▸ ASSIGNMENT: Starting from the line with "Can you find the handshake?", transcribe each line to the end of the records below. Copy them exactly and write nothing else.

• • •

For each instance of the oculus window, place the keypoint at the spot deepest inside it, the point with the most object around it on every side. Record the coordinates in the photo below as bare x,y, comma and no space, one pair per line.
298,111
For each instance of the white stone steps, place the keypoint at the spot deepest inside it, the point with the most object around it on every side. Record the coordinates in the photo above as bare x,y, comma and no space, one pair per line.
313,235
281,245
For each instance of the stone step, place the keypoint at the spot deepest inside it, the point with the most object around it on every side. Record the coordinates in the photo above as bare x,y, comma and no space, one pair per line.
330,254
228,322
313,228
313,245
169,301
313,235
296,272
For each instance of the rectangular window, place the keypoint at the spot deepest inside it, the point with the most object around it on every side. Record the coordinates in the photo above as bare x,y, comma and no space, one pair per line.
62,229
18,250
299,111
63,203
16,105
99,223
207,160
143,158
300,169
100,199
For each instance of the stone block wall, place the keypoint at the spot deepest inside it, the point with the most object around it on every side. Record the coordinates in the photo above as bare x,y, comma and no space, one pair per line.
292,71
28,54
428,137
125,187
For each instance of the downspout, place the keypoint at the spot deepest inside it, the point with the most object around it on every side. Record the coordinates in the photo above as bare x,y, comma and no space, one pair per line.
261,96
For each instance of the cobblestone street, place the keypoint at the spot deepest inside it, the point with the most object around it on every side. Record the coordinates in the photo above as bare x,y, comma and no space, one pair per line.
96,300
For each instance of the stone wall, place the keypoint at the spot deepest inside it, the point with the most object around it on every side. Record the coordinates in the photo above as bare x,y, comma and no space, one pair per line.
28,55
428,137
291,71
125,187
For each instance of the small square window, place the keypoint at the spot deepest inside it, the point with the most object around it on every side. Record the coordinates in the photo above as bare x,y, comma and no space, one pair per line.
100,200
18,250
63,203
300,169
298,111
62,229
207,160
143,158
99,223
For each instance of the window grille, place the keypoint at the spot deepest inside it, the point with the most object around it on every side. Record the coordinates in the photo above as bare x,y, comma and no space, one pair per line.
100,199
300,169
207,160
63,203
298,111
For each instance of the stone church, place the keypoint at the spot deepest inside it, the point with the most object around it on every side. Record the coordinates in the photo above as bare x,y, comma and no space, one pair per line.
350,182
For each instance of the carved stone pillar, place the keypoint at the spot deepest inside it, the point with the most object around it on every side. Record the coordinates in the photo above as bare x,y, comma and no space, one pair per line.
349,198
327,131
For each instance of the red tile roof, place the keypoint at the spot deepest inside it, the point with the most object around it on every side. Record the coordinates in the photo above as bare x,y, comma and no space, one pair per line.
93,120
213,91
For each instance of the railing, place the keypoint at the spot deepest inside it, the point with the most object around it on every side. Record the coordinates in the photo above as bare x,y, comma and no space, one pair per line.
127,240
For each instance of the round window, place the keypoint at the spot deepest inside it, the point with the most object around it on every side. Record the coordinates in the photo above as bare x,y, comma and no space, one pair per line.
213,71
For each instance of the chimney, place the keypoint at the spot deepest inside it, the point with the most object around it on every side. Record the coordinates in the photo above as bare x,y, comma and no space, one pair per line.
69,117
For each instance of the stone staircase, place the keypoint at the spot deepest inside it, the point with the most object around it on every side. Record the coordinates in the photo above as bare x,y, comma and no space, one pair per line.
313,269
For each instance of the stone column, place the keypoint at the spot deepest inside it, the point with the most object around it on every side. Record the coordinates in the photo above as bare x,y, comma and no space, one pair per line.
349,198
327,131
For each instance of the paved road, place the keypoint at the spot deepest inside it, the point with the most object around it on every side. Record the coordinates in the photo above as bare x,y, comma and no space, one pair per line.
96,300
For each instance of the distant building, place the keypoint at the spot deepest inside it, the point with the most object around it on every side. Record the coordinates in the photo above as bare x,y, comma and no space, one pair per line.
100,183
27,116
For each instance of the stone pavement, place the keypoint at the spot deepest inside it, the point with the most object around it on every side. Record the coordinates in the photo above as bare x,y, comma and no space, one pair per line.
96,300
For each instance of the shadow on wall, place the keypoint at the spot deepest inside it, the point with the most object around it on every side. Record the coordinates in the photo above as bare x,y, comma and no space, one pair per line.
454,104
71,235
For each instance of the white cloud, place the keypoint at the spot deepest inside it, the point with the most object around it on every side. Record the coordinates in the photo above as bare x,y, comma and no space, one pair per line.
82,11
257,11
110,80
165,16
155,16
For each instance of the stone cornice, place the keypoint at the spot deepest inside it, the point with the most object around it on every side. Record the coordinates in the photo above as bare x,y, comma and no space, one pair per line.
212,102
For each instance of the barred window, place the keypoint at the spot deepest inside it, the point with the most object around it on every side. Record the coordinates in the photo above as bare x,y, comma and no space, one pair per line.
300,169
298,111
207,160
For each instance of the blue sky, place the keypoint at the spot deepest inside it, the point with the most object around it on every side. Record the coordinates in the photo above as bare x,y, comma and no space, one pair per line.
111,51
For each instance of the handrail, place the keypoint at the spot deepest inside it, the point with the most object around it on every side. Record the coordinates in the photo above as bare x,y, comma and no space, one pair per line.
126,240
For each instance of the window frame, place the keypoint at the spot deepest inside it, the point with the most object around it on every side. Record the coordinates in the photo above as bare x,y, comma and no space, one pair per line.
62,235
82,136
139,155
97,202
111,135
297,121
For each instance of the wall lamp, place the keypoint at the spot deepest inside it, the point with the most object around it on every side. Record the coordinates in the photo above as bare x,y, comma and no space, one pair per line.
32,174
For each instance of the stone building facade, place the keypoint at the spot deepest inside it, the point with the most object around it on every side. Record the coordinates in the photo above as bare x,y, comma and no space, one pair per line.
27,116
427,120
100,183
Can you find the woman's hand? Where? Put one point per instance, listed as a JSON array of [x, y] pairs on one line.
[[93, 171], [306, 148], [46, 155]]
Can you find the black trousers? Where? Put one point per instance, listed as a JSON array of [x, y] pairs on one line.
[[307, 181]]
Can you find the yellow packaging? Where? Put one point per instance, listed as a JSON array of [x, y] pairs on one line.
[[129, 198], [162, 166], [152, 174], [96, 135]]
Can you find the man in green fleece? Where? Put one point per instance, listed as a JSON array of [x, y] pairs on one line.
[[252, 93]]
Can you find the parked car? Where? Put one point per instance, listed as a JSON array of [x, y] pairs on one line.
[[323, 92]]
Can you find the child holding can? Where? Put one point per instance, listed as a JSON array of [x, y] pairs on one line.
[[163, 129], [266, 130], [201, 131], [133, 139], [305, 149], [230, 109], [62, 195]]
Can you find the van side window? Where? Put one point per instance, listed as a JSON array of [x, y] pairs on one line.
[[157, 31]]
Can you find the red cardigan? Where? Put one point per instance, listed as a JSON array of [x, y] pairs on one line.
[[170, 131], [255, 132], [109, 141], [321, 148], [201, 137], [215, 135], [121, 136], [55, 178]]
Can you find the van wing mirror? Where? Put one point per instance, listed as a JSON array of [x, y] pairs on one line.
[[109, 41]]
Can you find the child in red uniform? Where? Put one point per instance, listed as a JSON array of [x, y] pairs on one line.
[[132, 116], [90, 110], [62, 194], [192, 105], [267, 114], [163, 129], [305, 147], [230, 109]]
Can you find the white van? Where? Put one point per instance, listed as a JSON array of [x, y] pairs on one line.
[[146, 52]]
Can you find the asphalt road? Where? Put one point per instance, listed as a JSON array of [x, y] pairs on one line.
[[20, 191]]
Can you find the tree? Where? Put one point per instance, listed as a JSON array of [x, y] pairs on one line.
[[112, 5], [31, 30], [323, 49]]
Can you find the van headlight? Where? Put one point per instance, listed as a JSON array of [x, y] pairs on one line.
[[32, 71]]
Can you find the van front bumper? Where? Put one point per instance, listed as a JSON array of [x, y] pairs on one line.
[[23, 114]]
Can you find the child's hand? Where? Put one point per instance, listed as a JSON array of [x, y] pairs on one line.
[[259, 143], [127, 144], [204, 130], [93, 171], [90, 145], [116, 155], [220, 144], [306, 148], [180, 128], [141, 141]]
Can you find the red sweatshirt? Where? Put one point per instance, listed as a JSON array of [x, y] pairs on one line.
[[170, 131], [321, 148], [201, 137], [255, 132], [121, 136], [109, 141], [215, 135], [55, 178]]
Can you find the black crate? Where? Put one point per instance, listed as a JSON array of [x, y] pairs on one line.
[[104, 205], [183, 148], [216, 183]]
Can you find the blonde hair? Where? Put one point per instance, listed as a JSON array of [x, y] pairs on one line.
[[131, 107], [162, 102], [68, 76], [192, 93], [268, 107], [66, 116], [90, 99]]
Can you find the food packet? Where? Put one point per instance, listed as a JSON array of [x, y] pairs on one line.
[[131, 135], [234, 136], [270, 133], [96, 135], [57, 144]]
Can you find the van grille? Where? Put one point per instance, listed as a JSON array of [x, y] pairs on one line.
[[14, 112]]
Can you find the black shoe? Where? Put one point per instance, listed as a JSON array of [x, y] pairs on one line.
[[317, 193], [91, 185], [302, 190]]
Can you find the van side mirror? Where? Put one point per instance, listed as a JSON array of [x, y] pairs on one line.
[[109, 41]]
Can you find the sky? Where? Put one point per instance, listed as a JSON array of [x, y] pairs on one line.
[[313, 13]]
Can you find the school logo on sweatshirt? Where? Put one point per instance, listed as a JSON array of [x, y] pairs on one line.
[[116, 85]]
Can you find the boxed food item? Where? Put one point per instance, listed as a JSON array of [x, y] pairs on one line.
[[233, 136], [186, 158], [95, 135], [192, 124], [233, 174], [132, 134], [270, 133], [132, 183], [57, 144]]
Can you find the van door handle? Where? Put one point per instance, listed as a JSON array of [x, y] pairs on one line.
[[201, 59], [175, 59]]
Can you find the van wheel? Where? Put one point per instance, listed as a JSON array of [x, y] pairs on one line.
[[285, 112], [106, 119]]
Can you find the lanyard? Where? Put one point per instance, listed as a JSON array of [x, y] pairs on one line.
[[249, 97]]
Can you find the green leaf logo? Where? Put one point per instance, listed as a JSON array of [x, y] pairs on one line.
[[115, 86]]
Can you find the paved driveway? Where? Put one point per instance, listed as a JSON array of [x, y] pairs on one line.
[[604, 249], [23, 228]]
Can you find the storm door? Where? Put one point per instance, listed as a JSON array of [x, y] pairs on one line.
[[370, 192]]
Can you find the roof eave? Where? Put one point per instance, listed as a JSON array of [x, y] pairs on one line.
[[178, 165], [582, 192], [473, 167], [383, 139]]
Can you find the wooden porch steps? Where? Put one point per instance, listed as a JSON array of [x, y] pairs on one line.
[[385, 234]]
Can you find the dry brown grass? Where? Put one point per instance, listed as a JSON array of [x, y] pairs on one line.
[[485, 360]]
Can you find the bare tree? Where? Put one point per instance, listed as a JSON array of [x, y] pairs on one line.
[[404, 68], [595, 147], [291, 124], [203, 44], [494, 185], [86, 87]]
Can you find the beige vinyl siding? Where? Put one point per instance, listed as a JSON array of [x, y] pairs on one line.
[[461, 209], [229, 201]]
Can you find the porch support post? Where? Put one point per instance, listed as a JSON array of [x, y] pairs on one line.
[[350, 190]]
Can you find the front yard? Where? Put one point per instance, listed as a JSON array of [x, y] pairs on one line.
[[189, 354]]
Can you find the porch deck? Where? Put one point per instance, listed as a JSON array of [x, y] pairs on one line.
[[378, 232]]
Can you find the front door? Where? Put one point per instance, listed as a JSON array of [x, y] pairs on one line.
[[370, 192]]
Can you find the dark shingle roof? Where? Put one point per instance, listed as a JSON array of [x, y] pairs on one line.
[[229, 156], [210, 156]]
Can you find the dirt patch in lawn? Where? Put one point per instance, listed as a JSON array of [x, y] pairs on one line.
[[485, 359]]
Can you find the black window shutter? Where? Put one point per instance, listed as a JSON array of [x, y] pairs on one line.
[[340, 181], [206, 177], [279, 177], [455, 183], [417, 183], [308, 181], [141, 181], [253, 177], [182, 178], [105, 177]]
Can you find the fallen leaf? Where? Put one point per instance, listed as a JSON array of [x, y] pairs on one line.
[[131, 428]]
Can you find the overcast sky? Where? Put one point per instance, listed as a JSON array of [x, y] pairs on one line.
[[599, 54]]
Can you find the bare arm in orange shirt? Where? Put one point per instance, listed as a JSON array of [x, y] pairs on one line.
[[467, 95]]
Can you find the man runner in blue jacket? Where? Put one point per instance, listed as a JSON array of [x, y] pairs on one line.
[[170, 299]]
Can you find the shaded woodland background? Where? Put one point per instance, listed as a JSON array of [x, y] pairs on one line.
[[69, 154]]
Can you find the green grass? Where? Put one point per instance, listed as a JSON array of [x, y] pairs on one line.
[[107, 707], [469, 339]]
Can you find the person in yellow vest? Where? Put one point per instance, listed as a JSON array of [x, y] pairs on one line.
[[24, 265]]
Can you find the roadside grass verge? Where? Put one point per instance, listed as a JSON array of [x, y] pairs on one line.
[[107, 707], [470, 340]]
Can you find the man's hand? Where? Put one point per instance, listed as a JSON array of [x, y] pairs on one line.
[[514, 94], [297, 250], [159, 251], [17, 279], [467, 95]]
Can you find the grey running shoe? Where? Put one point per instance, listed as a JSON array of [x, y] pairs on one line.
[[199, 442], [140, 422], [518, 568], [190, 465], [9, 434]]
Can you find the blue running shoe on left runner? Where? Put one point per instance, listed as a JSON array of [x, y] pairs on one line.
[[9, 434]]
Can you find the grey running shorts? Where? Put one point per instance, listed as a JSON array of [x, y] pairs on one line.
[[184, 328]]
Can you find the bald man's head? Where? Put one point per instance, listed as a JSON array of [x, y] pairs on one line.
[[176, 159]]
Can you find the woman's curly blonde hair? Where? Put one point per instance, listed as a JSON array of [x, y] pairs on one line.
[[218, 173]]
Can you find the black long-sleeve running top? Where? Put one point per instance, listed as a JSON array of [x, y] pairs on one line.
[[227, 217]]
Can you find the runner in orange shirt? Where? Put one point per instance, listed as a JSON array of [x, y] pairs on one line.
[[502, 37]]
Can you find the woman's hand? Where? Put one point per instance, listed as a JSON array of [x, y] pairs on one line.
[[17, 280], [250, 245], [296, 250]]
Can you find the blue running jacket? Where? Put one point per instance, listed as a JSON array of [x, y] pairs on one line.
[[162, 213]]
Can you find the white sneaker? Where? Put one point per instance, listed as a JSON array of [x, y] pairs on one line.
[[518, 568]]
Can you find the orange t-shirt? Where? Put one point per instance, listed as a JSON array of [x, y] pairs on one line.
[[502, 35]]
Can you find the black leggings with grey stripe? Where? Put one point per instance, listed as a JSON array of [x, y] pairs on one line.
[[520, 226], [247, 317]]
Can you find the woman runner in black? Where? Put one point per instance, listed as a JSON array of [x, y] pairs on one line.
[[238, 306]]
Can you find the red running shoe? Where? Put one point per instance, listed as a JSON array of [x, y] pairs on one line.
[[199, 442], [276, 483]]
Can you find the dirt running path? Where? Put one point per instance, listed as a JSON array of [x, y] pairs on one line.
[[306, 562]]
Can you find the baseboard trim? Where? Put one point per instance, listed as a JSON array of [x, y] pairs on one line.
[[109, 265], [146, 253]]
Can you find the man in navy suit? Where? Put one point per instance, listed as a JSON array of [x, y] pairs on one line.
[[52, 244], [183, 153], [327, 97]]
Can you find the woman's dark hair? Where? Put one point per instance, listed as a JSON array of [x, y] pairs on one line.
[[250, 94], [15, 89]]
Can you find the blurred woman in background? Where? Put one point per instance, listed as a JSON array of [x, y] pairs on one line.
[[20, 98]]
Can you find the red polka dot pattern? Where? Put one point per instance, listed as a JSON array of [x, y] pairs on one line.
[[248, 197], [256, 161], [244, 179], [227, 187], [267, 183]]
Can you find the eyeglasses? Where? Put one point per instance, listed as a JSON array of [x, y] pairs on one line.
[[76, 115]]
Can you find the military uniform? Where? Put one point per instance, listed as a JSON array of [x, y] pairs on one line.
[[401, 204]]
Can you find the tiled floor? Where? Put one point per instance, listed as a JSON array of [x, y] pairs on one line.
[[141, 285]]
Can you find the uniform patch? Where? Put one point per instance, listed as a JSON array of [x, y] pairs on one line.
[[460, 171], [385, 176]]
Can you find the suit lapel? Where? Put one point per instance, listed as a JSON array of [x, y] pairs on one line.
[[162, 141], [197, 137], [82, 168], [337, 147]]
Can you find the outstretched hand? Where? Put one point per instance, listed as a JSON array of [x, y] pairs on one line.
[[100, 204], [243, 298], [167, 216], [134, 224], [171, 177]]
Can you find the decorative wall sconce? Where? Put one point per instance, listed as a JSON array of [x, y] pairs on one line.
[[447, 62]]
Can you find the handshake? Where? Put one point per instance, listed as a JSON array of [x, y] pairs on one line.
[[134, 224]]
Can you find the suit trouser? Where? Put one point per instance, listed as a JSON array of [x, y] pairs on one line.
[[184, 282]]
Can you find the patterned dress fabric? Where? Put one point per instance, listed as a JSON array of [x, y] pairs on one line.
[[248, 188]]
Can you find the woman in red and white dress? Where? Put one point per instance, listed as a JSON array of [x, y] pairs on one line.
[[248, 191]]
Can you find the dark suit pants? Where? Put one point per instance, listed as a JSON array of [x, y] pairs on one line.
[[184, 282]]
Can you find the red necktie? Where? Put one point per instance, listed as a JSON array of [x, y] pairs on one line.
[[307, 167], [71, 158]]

• • •

▸ SOLUTION TO THE EXERCISE:
Can you find the handshake? Where? Put one point per instance, listed as a JSON array of [x, y] pairs on one line.
[[134, 224]]
Can you find the suit trouser? Where? Put one point per instance, listed as a JSON array of [x, y] pairs on one line.
[[184, 282]]
Can you find the patterned dress fabric? Where? Put one point per instance, listed as a JSON array of [x, y] pairs on one line.
[[248, 188]]
Can you find the woman in red and white dress? Where? Put one point per instance, listed as a JSON array of [x, y] pairs on one line.
[[248, 191]]
Can you find the dark suit pants? Where? Put one point per instance, listed as a JSON array of [x, y] pairs on one line.
[[184, 282]]
Can you find the red necktie? Where? Put one point per instance, listed as a JSON array of [x, y] pairs on one line.
[[307, 167], [71, 158]]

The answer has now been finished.